#### Given problem:
Copy out the lines from the one containing "Tag the cabinet handle" through the one containing "[(339, 432)]", putting "Points" wherever "Pins" appears and changing nothing else.

#### Stored data:
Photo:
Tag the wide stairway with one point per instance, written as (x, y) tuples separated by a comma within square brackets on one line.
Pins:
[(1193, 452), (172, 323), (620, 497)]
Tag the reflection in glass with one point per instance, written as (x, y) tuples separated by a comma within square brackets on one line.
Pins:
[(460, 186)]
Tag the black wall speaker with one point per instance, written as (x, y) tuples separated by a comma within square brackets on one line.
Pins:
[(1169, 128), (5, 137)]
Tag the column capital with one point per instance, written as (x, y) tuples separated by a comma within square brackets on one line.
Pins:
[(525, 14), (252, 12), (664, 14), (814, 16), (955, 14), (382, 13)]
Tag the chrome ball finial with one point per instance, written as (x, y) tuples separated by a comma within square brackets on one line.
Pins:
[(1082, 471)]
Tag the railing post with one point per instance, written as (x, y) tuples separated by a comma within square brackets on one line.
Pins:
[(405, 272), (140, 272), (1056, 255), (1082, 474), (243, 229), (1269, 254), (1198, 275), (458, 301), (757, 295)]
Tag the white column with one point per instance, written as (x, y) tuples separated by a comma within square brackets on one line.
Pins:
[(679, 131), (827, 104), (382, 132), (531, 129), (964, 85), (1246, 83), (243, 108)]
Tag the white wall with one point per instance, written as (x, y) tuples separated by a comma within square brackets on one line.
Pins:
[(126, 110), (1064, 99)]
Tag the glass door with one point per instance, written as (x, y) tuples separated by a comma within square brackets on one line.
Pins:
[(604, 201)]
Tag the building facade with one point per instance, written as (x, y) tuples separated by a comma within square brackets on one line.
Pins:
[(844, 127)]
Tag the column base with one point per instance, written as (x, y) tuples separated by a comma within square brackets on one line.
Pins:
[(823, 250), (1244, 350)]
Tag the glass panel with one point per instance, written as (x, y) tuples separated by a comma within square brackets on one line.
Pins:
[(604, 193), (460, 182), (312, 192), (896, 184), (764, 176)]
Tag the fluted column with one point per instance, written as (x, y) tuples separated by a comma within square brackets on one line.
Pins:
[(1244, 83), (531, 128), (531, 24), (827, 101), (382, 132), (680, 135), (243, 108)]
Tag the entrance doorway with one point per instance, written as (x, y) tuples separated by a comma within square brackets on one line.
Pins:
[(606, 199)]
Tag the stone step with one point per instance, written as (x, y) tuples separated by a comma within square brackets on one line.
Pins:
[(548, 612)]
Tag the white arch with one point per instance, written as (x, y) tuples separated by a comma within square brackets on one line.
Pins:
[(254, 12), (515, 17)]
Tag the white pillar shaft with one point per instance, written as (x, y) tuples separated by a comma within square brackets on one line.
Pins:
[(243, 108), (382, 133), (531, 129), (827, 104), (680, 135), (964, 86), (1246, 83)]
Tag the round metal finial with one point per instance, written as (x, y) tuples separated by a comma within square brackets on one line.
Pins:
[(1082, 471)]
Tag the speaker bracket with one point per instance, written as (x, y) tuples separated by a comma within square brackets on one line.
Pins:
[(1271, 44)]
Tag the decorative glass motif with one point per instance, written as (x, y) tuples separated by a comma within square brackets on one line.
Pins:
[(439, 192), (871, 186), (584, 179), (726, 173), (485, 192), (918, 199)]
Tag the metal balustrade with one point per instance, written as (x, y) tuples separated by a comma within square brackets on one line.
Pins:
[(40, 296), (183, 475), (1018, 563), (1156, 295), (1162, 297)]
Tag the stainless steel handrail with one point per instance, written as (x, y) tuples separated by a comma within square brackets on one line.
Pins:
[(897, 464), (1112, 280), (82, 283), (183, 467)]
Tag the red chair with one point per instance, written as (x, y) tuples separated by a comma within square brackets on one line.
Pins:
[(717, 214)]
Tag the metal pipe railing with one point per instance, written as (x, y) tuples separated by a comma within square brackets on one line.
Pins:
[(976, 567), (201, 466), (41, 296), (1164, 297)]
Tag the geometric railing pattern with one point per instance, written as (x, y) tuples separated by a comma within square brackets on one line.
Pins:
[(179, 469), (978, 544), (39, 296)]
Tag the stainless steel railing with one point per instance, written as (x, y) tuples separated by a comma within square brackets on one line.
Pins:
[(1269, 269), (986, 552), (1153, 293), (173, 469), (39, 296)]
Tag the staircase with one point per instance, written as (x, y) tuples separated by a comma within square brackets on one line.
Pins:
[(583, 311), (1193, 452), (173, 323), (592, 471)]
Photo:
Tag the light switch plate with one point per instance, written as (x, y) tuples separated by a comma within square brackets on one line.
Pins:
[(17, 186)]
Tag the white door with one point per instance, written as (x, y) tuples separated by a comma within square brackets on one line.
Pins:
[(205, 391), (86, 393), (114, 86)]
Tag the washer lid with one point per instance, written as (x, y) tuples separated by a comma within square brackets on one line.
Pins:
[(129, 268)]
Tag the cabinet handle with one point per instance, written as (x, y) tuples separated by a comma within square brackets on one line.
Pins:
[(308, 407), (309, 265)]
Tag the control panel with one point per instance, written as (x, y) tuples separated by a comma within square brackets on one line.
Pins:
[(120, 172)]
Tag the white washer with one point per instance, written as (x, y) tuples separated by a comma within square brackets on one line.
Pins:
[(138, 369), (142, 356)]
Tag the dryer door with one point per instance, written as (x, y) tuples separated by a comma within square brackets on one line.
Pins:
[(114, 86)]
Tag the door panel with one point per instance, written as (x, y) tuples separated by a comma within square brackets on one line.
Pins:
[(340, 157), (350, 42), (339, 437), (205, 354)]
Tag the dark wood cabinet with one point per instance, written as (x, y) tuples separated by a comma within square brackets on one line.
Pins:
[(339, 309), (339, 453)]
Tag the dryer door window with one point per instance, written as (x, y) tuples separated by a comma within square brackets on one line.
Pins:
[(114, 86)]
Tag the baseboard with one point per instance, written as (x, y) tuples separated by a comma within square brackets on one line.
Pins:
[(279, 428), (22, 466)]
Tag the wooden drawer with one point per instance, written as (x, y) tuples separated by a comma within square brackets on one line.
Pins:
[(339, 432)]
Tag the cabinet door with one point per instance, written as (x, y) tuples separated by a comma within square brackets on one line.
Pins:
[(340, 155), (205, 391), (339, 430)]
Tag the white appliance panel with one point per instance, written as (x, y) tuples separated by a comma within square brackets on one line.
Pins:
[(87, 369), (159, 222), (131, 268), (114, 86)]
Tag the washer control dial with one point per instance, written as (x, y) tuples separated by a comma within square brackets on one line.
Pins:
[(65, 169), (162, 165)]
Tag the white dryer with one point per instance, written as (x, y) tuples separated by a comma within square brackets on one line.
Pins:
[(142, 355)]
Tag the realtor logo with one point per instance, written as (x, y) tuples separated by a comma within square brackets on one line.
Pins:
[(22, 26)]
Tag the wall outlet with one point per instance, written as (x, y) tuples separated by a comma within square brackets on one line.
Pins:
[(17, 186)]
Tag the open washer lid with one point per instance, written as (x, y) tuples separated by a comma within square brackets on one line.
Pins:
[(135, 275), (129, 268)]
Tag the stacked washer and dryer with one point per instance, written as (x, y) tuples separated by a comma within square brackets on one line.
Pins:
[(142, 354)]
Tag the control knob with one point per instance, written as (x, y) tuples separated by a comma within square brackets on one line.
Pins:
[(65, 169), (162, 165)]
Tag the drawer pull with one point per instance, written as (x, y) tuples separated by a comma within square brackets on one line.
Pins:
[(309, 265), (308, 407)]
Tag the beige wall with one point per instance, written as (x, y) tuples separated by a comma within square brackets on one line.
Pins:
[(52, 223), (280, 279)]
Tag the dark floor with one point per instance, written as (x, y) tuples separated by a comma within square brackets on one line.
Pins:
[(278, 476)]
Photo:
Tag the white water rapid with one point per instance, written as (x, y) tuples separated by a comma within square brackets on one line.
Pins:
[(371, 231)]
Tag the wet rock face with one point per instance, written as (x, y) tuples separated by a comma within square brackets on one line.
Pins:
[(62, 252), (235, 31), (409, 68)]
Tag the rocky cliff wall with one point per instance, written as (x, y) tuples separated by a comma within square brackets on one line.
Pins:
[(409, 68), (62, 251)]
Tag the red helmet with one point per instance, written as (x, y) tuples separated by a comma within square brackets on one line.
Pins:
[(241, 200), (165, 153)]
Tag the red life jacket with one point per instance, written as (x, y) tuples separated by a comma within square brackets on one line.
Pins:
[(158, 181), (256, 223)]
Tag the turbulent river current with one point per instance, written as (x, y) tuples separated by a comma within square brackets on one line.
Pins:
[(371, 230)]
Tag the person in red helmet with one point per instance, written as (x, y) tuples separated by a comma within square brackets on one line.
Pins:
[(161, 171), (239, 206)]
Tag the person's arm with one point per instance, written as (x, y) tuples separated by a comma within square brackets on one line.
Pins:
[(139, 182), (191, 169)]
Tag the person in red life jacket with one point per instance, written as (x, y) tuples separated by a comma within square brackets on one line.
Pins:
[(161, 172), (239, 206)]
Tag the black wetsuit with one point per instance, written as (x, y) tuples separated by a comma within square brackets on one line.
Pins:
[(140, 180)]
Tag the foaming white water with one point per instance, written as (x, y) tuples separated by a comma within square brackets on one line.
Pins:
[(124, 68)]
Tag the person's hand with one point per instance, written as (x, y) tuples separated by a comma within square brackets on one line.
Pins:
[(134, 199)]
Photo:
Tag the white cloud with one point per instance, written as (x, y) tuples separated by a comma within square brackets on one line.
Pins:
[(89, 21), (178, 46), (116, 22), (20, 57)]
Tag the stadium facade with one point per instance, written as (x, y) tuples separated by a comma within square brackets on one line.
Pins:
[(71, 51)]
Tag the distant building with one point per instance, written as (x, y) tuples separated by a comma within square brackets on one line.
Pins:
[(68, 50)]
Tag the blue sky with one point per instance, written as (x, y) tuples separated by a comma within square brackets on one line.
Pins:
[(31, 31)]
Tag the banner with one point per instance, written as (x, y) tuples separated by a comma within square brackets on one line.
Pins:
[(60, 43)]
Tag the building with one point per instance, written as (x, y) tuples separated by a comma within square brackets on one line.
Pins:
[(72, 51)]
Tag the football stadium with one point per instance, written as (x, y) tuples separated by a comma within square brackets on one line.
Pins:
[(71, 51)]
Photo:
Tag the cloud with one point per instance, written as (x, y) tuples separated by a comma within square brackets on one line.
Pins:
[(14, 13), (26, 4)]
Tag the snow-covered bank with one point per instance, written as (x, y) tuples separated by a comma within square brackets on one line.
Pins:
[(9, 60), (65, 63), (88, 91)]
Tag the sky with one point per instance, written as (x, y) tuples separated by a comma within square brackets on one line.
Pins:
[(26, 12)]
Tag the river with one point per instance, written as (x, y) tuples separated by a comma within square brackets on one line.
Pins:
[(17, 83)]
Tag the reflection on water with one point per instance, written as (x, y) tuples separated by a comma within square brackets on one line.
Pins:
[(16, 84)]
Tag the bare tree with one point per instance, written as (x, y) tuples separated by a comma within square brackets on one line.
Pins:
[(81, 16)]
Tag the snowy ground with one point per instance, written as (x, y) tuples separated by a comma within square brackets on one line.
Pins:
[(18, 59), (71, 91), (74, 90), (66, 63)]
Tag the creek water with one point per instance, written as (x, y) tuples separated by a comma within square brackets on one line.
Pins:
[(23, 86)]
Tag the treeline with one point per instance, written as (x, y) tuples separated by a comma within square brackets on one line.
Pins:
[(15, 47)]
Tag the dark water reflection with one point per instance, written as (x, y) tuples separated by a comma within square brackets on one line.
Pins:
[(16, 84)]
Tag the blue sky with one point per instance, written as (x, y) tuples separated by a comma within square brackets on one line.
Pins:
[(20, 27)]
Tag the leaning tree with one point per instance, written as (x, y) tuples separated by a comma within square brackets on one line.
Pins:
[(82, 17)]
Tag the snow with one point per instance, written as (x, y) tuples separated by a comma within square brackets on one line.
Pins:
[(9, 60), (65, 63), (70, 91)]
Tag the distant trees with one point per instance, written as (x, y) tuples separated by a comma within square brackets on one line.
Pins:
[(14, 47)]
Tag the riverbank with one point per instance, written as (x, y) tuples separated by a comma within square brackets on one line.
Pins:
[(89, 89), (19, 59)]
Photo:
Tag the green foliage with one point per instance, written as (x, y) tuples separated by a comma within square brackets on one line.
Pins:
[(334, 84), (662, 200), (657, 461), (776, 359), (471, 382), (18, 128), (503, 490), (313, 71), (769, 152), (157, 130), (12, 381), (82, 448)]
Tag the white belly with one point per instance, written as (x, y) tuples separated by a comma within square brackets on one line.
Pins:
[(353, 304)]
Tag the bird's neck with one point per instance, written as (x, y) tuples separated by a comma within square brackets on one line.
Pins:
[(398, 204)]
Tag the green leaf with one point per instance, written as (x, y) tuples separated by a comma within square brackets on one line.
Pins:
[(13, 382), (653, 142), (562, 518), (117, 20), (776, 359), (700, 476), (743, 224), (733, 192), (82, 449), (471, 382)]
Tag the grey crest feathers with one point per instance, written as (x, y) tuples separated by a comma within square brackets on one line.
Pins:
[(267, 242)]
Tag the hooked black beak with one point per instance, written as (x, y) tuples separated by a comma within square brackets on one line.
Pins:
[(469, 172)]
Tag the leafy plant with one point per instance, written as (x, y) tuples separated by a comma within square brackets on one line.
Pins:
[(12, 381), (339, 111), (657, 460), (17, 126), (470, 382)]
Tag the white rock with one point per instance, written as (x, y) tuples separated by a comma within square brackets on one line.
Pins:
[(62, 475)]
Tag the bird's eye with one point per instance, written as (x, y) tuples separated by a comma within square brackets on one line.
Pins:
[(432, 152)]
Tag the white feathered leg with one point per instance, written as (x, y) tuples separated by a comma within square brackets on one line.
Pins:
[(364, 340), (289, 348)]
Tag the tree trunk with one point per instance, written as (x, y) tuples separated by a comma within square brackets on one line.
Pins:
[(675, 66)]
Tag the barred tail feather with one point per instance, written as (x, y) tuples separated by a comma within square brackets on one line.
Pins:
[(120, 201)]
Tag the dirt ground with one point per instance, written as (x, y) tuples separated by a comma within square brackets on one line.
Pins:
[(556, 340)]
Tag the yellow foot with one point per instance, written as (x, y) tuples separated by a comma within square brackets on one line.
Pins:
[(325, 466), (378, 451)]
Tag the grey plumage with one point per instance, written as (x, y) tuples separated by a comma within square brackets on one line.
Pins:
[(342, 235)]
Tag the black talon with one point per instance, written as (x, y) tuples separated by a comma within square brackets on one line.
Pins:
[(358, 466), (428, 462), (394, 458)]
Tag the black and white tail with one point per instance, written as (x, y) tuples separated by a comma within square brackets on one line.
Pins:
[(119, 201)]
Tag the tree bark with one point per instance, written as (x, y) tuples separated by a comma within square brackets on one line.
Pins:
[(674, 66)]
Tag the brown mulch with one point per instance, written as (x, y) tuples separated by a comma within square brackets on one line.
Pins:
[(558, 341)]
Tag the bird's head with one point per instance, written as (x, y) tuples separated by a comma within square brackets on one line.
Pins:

#### Solution to this exercise:
Tag the cabinet handle with one point per instance, written as (x, y) tuples separated by a comma within square brackets on one line.
Points:
[(308, 407), (309, 265)]
Tag the control panel with one point per instance, written as (x, y) tuples separated by a comma within square brackets on one line.
Points:
[(120, 172)]
Tag the white washer with one point per instance, written as (x, y) tuples separated by a comma within square brackets on one line.
Points:
[(138, 369), (142, 356)]
Tag the dryer door with one point per instance, written as (x, y) tuples separated by a comma within square brackets on one line.
Points:
[(114, 86)]
Tag the door panel with one point per instance, written as (x, y) tuples separated by a comma within square brackets on one line.
Points:
[(340, 157), (350, 42), (339, 437), (205, 354)]
Tag the dark wood cabinet with one point per instance, written as (x, y) tuples separated by a comma within square brackets on one line.
Points:
[(339, 309), (339, 453)]
Tag the dryer door window with one point per instance, written as (x, y) tuples separated by a comma within square brackets on one line.
Points:
[(114, 86)]
Tag the baseboard with one point per instance, written as (x, y) tuples separated by a comma within square brackets on one line.
Points:
[(279, 428), (22, 466)]
Tag the wooden drawer with one point per instance, written as (x, y) tuples separated by a comma within square brackets on one line.
Points:
[(339, 432)]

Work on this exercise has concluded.